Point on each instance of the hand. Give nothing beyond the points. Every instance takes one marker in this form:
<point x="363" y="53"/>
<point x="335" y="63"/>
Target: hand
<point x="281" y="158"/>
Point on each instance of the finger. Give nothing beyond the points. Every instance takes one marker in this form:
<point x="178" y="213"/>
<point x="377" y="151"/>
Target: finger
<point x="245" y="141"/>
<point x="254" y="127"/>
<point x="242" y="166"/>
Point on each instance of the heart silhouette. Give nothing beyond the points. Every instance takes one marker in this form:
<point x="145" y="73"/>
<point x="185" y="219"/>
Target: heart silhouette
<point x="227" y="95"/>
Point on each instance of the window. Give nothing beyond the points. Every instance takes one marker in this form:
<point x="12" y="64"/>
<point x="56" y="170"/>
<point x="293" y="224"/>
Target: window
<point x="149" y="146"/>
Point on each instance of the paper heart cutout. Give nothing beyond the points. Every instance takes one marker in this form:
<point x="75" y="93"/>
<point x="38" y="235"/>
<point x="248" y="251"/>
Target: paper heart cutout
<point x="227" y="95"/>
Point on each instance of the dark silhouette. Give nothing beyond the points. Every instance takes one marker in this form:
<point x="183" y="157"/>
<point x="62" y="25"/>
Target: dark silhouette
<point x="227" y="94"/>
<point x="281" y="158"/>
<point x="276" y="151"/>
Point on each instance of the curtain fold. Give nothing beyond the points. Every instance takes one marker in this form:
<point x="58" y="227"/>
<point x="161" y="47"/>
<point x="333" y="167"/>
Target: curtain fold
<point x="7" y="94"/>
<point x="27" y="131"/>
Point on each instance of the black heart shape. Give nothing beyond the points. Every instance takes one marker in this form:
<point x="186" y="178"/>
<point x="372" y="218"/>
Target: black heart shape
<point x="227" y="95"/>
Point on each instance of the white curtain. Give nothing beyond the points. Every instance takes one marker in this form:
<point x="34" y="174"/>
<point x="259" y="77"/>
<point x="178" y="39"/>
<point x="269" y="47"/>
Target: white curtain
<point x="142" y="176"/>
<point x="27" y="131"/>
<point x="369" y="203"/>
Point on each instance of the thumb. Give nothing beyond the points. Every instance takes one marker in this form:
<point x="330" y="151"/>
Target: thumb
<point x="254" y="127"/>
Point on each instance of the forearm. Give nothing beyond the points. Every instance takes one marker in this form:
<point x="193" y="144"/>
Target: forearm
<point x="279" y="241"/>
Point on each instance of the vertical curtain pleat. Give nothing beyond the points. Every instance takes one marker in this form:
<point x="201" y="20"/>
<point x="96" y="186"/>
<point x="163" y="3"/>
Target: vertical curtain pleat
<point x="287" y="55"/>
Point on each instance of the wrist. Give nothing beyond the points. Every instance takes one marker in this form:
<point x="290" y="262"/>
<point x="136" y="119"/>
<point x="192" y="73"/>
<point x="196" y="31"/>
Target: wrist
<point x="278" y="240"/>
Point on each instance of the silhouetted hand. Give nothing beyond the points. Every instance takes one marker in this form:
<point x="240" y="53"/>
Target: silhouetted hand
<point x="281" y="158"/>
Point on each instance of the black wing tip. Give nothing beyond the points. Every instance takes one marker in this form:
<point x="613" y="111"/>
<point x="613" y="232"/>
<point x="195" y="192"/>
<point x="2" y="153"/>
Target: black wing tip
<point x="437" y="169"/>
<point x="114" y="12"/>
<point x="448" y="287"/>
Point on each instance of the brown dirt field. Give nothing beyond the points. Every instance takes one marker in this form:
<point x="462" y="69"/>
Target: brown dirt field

--

▸ **Goal of the exercise**:
Return each line among the entries that holds the word "field".

▸ **Exercise result**:
Point on each instance of the brown dirt field. Give nothing beyond the points. Every instance takes one marker in this form:
Target: brown dirt field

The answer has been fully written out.